* START Material for this task *
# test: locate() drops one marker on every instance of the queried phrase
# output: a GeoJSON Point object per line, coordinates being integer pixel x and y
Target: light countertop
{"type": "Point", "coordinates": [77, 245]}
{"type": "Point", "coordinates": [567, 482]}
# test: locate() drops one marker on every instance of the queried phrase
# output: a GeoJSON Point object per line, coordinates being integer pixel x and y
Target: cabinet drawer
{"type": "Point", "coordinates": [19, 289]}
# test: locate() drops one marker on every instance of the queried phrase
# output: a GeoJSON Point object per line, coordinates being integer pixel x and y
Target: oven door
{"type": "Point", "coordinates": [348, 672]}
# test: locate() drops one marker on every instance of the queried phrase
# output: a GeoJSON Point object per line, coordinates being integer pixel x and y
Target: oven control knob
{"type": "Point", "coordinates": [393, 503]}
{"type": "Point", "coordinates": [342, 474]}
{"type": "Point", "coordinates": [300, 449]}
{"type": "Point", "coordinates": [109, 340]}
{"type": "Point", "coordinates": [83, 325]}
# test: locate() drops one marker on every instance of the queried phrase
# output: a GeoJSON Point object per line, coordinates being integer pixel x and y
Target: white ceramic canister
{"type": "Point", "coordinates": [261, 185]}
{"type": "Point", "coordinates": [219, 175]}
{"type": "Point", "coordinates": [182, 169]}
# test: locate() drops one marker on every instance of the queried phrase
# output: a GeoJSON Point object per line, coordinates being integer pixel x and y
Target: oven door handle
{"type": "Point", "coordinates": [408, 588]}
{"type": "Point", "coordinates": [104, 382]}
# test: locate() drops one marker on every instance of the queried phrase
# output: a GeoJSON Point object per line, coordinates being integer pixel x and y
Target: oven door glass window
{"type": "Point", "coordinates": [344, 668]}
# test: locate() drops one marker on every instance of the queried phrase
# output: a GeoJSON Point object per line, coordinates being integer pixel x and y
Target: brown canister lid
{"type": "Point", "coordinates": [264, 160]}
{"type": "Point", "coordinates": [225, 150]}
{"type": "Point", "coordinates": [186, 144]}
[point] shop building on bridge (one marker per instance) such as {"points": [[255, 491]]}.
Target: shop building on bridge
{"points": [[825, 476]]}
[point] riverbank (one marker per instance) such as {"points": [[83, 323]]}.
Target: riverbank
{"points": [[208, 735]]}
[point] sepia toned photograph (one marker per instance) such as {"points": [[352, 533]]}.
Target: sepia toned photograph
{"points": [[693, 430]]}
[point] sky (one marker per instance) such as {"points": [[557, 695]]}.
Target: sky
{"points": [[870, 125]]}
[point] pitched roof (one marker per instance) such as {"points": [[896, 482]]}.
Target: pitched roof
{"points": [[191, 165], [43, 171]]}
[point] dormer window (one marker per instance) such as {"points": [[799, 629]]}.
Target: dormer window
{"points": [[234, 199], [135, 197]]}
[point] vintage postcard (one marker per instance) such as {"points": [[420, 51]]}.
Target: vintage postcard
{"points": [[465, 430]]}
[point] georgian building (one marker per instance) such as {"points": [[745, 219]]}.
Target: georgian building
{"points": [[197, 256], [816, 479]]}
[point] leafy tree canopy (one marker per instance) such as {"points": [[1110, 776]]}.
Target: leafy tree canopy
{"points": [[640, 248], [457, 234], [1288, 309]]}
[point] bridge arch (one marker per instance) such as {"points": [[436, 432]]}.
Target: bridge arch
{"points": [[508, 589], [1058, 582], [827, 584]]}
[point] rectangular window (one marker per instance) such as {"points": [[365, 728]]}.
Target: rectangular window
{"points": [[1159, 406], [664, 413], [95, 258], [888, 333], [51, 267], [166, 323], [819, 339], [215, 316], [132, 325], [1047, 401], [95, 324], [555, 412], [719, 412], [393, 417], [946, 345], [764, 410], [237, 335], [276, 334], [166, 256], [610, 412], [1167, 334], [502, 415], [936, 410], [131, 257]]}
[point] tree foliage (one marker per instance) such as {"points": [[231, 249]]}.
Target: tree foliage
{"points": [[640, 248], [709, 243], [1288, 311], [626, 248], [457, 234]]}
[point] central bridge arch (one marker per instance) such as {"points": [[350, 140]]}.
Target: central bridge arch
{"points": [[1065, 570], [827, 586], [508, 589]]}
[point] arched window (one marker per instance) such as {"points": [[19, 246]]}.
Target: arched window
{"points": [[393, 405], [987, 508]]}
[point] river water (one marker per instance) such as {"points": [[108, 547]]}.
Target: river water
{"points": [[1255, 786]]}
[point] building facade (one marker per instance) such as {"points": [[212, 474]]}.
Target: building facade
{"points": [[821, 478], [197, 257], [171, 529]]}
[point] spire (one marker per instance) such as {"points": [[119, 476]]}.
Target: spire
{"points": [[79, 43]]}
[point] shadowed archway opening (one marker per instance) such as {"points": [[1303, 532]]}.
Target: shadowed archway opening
* END Material for this task *
__Exercise instructions__.
Set every line of the listing down word for word.

__Answer to this task__.
# test: locate() drops one marker on every instance of the queried phrase
# output: a GeoJSON Point object per line, coordinates being integer pixel x and y
Target: light countertop
{"type": "Point", "coordinates": [77, 245]}
{"type": "Point", "coordinates": [567, 482]}
# test: locate() drops one marker on every instance of the queried phrase
# output: a GeoJSON Point object per line, coordinates being integer pixel x and y
Target: cabinet drawer
{"type": "Point", "coordinates": [19, 289]}
# test: locate() drops one marker on every instance of the queried phrase
# output: a GeoJSON Point object per line, coordinates being integer pixel x and y
Target: oven door
{"type": "Point", "coordinates": [348, 672]}
# test: locate() drops one marker on every instance of the queried phrase
# output: a GeoJSON Point object per line, coordinates being integer pixel x and y
Target: oven control knob
{"type": "Point", "coordinates": [393, 503]}
{"type": "Point", "coordinates": [342, 474]}
{"type": "Point", "coordinates": [300, 449]}
{"type": "Point", "coordinates": [109, 340]}
{"type": "Point", "coordinates": [83, 325]}
# test: locate() drops one marker on every instance of the queried phrase
# output: a GeoJSON Point object per line, coordinates being integer pixel x and y
Target: white ceramic canister
{"type": "Point", "coordinates": [261, 185]}
{"type": "Point", "coordinates": [219, 175]}
{"type": "Point", "coordinates": [182, 169]}
# test: locate() drops one marker on every instance of the queried phrase
# output: a GeoJSON Point object per line, coordinates being integer pixel x and y
Target: oven door handle
{"type": "Point", "coordinates": [408, 588]}
{"type": "Point", "coordinates": [104, 382]}
# test: locate() drops one marker on every instance of the queried phrase
# output: a GeoJSON Point object per line, coordinates being integer pixel x and y
Target: oven door glass window
{"type": "Point", "coordinates": [344, 668]}
# test: locate() drops one marker on every instance of the queried phrase
# output: a GeoJSON Point object per line, coordinates being integer pixel x and y
Target: brown canister lid
{"type": "Point", "coordinates": [264, 160]}
{"type": "Point", "coordinates": [225, 150]}
{"type": "Point", "coordinates": [186, 144]}
[point] shop building on bridge (one marker per instance) such as {"points": [[255, 491]]}.
Target: shop building on bridge
{"points": [[825, 476]]}
[point] riverbank (one marker per instance) such as {"points": [[83, 323]]}.
Target: riverbank
{"points": [[208, 735]]}
[point] sepia toned photograph (one marker per instance) such as {"points": [[352, 533]]}.
Target: sepia toned photograph
{"points": [[693, 430]]}
[point] sky (one marker per instance) such as {"points": [[557, 695]]}.
Target: sky
{"points": [[870, 125]]}
[point] pitched roof (one marker per instance) such as {"points": [[896, 482]]}.
Target: pitched roof
{"points": [[191, 165], [43, 171]]}
[point] dormer window (one marker per instance) such as {"points": [[799, 629]]}.
Target: dormer window
{"points": [[234, 199], [135, 197]]}
[point] vintage postcard (one marker per instance) such as {"points": [[420, 51]]}.
Target: vintage postcard
{"points": [[465, 430]]}
[point] georgian building (one marker per instance) such as {"points": [[745, 219]]}.
Target: georgian building
{"points": [[197, 256], [816, 479]]}
[point] leafy tree canopy (one marker per instance) such as {"points": [[1110, 776]]}.
Target: leafy tree canopy
{"points": [[640, 248], [457, 234], [1288, 309]]}
[point] bridge arch (one marker per instance) such as {"points": [[436, 432]]}.
Target: bridge arch
{"points": [[508, 589], [1058, 582], [827, 584]]}
[point] rectangular window (one marker per instance) such as {"points": [[365, 728]]}.
Target: rectangular window
{"points": [[1159, 406], [664, 413], [95, 258], [888, 333], [51, 267], [166, 323], [819, 339], [215, 316], [132, 325], [1047, 401], [95, 324], [555, 412], [719, 412], [393, 417], [946, 345], [764, 410], [237, 335], [276, 334], [166, 256], [610, 412], [1167, 334], [502, 415], [936, 410], [131, 257]]}
[point] tree foliage (one marker per instance) such as {"points": [[231, 249]]}.
Target: tree foliage
{"points": [[640, 248], [709, 243], [1288, 311], [626, 248], [457, 234]]}
[point] central bridge arch (one marker per instance) such as {"points": [[350, 140]]}.
Target: central bridge arch
{"points": [[1065, 570], [827, 586], [508, 589]]}
[point] arched window (one marker per instance) such as {"points": [[19, 246]]}.
Target: arched window
{"points": [[393, 405], [987, 508]]}
[point] river water (one marker per instance) such as {"points": [[108, 547]]}.
Target: river water
{"points": [[1255, 786]]}
[point] building facade (one marker per instance) such as {"points": [[212, 474]]}.
Target: building facade
{"points": [[821, 478], [197, 257], [171, 529]]}
[point] spire (one marker per instance) such as {"points": [[119, 476]]}.
Target: spire
{"points": [[79, 43]]}
[point] shadowed archway opening (one marker per instance) such as {"points": [[1303, 532]]}.
Target: shadowed archway opening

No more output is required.